• SET PROBLEM
Write out all the data again, exactly as it stands.

• GIVEN RECORDS
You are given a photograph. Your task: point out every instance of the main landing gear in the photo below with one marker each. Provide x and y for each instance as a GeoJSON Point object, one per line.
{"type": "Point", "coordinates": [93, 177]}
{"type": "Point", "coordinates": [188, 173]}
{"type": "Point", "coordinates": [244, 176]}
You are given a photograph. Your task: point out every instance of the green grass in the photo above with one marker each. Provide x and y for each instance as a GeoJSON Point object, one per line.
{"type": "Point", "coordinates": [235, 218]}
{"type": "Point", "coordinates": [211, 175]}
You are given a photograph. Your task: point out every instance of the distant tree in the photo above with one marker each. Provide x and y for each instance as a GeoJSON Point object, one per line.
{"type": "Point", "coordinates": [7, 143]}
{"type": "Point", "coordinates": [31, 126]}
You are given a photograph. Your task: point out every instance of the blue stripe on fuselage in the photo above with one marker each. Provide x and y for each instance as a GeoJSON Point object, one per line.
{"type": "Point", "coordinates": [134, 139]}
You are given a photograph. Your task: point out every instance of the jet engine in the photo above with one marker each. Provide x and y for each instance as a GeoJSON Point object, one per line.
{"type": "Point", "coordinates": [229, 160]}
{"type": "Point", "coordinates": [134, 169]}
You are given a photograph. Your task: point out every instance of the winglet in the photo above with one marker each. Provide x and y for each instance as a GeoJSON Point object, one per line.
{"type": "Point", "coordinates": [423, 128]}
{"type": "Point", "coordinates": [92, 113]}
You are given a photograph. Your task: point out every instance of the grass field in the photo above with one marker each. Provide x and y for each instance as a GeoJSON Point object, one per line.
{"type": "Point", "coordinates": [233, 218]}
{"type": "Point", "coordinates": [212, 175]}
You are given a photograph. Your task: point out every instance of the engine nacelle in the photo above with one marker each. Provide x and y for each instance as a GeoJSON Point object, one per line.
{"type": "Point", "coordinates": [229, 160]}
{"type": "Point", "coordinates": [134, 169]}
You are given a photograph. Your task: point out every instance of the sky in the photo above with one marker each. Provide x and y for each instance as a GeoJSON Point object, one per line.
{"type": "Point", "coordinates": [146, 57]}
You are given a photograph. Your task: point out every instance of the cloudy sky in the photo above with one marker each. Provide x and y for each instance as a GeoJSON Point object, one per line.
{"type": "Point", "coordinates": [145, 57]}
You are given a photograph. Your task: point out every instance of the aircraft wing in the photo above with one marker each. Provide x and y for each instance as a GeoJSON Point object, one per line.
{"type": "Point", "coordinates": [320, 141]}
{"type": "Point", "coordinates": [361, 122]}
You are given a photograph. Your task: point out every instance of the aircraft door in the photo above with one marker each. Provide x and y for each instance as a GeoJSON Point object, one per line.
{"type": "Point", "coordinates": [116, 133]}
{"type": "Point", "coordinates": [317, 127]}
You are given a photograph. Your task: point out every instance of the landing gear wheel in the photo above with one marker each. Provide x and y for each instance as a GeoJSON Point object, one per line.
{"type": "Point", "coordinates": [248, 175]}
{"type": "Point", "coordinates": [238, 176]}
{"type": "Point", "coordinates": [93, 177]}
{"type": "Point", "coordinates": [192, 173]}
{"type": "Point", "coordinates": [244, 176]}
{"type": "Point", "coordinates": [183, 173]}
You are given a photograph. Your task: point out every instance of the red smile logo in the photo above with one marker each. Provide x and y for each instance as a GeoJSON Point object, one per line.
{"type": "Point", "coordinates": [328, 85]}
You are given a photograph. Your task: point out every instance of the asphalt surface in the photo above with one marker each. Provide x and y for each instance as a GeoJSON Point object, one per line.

• FINAL RESULT
You are given a photograph. Your task: point out every instance of the main landing gear in the photo below with one marker each. Provide x and y for each instance as a GeoJSON Point object, one per line.
{"type": "Point", "coordinates": [93, 177]}
{"type": "Point", "coordinates": [188, 173]}
{"type": "Point", "coordinates": [244, 176]}
You are given a photograph. Your task: point out every instance of the green grass in the photo above with one marker each. Provide x and y for each instance as a GeoJSON Point object, one per line.
{"type": "Point", "coordinates": [235, 218]}
{"type": "Point", "coordinates": [211, 175]}
You are given a photograph. Your task: point out every instance of the distant tree in the photo above with one marker each. Provide x and y for each instance as a GeoJSON Point object, one per line.
{"type": "Point", "coordinates": [7, 143]}
{"type": "Point", "coordinates": [31, 126]}
You are given a photograph. Your task: point out every instance of the blue stripe on fuselage in the photo above with one marker each. Provide x and y for each instance as a GeoJSON Point object, one per line.
{"type": "Point", "coordinates": [134, 139]}
You are given a photograph. Your task: point out every instance of the jet engine in the photo above with one marker each. Provide x and y for each instance as a GeoJSON Point object, one per line.
{"type": "Point", "coordinates": [229, 160]}
{"type": "Point", "coordinates": [134, 169]}
You are given a photograph. Your task: point out every instance of the winglet in the photo above with one marker each. Provide x and y for each instance as a GeoJSON Point object, one per line.
{"type": "Point", "coordinates": [423, 128]}
{"type": "Point", "coordinates": [92, 113]}
You are given a photograph. Your task: point out every instance of the grass field in the photo above with one marker each. Provide x and y for each instance as a GeoJSON Point object, one per line.
{"type": "Point", "coordinates": [233, 218]}
{"type": "Point", "coordinates": [212, 175]}
You are given a photograph. Your task: point out every instance of the engine nacelle in the photo above with one marker each. Provide x and y for each instance as a GeoJSON Point object, one per line.
{"type": "Point", "coordinates": [229, 160]}
{"type": "Point", "coordinates": [134, 169]}
You are given a photograph. Your task: point out every instance of the sky in the photo above with one marker each. Provide x and y for each instance as a GeoJSON Point object, one per line.
{"type": "Point", "coordinates": [146, 57]}
You are given a photograph. Your task: point out every instance of the cloudy sky in the photo above with one marker each. Provide x and y for each instance as a GeoJSON Point object, one per line.
{"type": "Point", "coordinates": [145, 57]}
You are given a photograph. Your task: point out every instance of the aircraft wing in the photo above with one marker each. Provide x and y for each instance as a GeoJSON Point object, one per line.
{"type": "Point", "coordinates": [320, 141]}
{"type": "Point", "coordinates": [361, 122]}
You are given a photograph. Your task: point out every instance of the aircraft door in the photo above with one marker each. Provide x and y for each instance as a GeoJSON Point object, one per line.
{"type": "Point", "coordinates": [116, 133]}
{"type": "Point", "coordinates": [317, 127]}
You are given a photograph. Your task: point out every instance of the landing gear wheel in the photo above with one marker each. Provide x and y for each instance as a GeoJSON Point object, one per line.
{"type": "Point", "coordinates": [248, 175]}
{"type": "Point", "coordinates": [238, 176]}
{"type": "Point", "coordinates": [93, 177]}
{"type": "Point", "coordinates": [192, 173]}
{"type": "Point", "coordinates": [244, 176]}
{"type": "Point", "coordinates": [183, 173]}
You are given a photograph. Your task: point out every instance of the red smile logo in the photo above with one marker each. Provide x and y for each instance as a GeoJSON Point object, one per line.
{"type": "Point", "coordinates": [328, 85]}
You are given a photograph. Your task: point out every instance of the asphalt surface in the photo above with one marker each. Provide x and y for each instance as a GeoJSON Point object, one per line.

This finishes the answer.